* _Text passage_:
····················

Commercial construction is “a tough industry,” said Steven Vermillion, executive director of the Associated General Contractors (AGC) of Virginia. Its toughness will be tested in 2004.
The outlook for contractors in Virginia is good … and bad, said Vermillion, who has been looking out for AGC members in one capacity or another for 30 years. “Some contractors are very upbeat, some are very concerned.”
Chandler Swope is some of both. The president of Swope Construction also is president of the state’s AGC, so he brings the perspective of businessman and statewide leader to the topic.
“I’m an optimist. Everybody is an incurable optimist,” Swope said from his company office on the western border of the state. “We all believe the industry will manage somehow.”
That said, he doesn’t dispute that these are perilous times for contractors across the state, at least in some regions.
Northern Virginia continues to enjoy a spillover of prosperity from the District of Columbia. Vermillion categorizes activity in the Washington suburbs as “strong. Period.” That compares to the Richmond and Tidewater areas of the state that he rates as “fairly solid.”
The same cannot be said across the state.
“My sense is that the east coast of the state is fairly strong,” Swope said.
“Some there are telling me that they are going to have more work than they can find employees to do it. It could lead to a bidders’ war.
“But go westward past Charlottesville and the work starts to taper off.”
He said that in the west, where his company works both sides of the Virginia-West Virginia border, the market is relatively flat “and competition is absolutely fierce.”
Why is this? The U.S. economy is recovering steadily, according to all the usual economic indicators.
Vermillion said the industry is being hit by “the perfect storm,” alluding to the movie by that name about the coming together of several weather patterns to produce a disaster.
Some of the storm clouds gathering above the heads of contractors these days are well known, some not as familiar. They include:
• rising steel prices;
• rising fuel prices;
• rising cement prices;
• rising plywood prices;
• lean state budgets;
• interest rates poised to rise.
Steel is the big one. The steady and dramatic rise in the cost of the building material has been noted for months.
Swope mentions a 50 to 60 percent rise in the cost of “red iron,” or structural steel. Some steel products like conduit are up 400 percent.
Suggestions that the price might have reached its peak are not comforting to contractors.
“[The rate of increase] has flattened, but it is not going back down,” Swope said. “No one believes prices are going to go down to January levels.”
Petroleum products are dealing another blow to the industry. Diesel fuel has virtually doubled in price, and petroleum-based products like PVC pipe and fittings are climbing in cost, too.

····················

* _Data lines_:

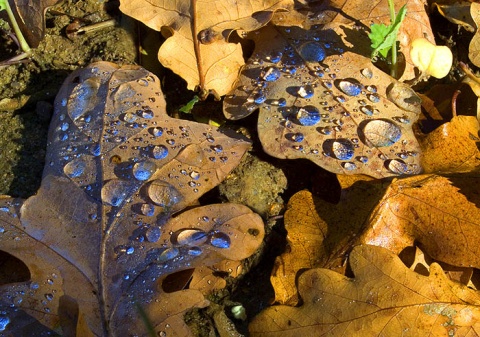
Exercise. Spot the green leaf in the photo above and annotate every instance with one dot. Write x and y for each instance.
(384, 37)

····················

* _Exercise_: Repeat the passage from the article on Virginia's construction outlook word for word, from "Chandler Swope is" up to and including "in some regions.". The data comes from a different source than the text.

* _Full answer_:
Chandler Swope is some of both. The president of Swope Construction also is president of the state’s AGC, so he brings the perspective of businessman and statewide leader to the topic.
“I’m an optimist. Everybody is an incurable optimist,” Swope said from his company office on the western border of the state. “We all believe the industry will manage somehow.”
That said, he doesn’t dispute that these are perilous times for contractors across the state, at least in some regions.